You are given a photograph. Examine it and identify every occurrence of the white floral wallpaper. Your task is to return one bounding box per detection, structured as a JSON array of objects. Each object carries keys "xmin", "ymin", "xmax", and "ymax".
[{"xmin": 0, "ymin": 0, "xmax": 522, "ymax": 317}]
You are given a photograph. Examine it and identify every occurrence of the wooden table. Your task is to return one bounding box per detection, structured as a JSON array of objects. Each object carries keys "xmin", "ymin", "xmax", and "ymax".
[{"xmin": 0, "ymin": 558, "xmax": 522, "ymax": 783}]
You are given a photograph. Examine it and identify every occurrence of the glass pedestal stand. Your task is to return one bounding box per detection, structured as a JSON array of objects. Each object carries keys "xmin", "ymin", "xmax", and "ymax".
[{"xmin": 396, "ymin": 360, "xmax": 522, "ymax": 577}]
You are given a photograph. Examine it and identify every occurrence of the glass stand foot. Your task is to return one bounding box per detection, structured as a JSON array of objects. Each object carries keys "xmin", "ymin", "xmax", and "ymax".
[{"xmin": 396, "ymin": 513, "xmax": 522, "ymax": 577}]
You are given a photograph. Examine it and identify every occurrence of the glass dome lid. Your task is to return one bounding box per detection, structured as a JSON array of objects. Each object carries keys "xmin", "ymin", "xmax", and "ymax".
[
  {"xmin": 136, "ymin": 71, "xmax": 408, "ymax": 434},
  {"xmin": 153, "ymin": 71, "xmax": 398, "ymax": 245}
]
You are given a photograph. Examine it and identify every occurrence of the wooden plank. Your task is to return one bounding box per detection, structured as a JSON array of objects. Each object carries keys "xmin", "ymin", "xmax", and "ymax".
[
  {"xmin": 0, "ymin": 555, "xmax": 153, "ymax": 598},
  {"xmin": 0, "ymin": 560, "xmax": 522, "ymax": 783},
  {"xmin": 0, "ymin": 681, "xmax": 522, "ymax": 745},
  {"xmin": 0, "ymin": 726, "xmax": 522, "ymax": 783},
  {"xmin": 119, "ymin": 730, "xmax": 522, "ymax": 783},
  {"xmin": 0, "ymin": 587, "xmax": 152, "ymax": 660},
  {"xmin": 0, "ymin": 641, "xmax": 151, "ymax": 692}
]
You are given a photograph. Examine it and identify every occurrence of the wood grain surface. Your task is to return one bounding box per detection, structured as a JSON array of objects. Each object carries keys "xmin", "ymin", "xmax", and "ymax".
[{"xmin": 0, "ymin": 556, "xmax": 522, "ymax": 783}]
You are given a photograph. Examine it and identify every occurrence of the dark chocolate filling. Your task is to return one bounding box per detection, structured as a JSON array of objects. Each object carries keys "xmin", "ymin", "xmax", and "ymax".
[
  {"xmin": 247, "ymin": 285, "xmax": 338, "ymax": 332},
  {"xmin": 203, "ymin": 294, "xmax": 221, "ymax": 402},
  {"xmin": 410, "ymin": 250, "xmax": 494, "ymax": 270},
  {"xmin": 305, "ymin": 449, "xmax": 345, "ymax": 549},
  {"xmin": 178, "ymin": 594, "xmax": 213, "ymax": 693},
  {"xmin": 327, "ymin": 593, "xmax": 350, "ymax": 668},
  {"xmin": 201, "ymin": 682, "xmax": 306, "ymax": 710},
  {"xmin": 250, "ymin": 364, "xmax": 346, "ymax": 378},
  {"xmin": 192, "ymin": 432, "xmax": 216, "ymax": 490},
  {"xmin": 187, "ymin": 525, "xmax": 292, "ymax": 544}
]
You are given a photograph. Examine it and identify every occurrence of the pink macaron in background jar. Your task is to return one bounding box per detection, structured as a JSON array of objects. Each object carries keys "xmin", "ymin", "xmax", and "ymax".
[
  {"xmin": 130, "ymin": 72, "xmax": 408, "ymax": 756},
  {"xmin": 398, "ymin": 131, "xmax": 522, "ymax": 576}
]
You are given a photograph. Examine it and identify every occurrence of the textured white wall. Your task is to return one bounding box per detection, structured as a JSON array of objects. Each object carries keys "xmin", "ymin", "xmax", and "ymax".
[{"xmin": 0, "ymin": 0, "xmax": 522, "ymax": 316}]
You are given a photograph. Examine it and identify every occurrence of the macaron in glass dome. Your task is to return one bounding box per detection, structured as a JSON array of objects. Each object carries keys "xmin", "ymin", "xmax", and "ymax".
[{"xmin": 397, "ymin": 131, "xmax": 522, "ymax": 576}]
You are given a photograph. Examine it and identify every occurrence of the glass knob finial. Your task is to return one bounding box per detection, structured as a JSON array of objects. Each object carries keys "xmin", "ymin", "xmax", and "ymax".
============
Rewrite the lines of the listing from the one containing "of the dark" through the end of the listing, inclusive, changing "textured white wall" to "painted white wall" and keeping everything else the same. Return only those lines.

ANSWER FOR THIS EXERCISE:
You are given a photograph. Examine it and identify every occurrence of the dark chocolate filling. Your task is to return one bounding box per detection, structured as a JSON array of objects. Each object carries keys "xmin", "ymin", "xmax", and "ymax".
[
  {"xmin": 247, "ymin": 285, "xmax": 338, "ymax": 332},
  {"xmin": 203, "ymin": 294, "xmax": 221, "ymax": 402},
  {"xmin": 410, "ymin": 250, "xmax": 494, "ymax": 270},
  {"xmin": 305, "ymin": 449, "xmax": 345, "ymax": 549},
  {"xmin": 178, "ymin": 594, "xmax": 213, "ymax": 693},
  {"xmin": 327, "ymin": 593, "xmax": 350, "ymax": 668},
  {"xmin": 201, "ymin": 682, "xmax": 306, "ymax": 710},
  {"xmin": 250, "ymin": 364, "xmax": 346, "ymax": 378},
  {"xmin": 192, "ymin": 432, "xmax": 216, "ymax": 490},
  {"xmin": 187, "ymin": 525, "xmax": 292, "ymax": 544}
]
You are given a photograph. Examine it and identify every occurrence of the pink macaron in background jar. Your task is to return one bounding box per detection, structured as a JSON array of objects. Each object carries keys "xmin", "ymin", "xmax", and "ymax".
[
  {"xmin": 130, "ymin": 72, "xmax": 408, "ymax": 756},
  {"xmin": 398, "ymin": 131, "xmax": 522, "ymax": 576}
]
You are given a photograph. Examine it and identify every occurrence of the painted white wall. Your task is to return one bounding box per detection, structured as a JSON array of objects. Each object carries keys "xmin", "ymin", "xmax", and "ymax".
[{"xmin": 0, "ymin": 0, "xmax": 522, "ymax": 316}]
You are given a photograph. Examine it and identify every occurrence of the macaron in glass dome. Your task is to return one bounding box per detection, structured as a JSON array of objects. Each object carries keys "xmin", "ymin", "xmax", and "ymax".
[{"xmin": 397, "ymin": 131, "xmax": 522, "ymax": 576}]
You are given a photograph. Examine it and identify every occurrence of the glass knob finial. Your task is to return one bounding box per detection, structured as a JSON array of objects. Each object carries keys "xmin", "ymin", "xmax", and "ymax".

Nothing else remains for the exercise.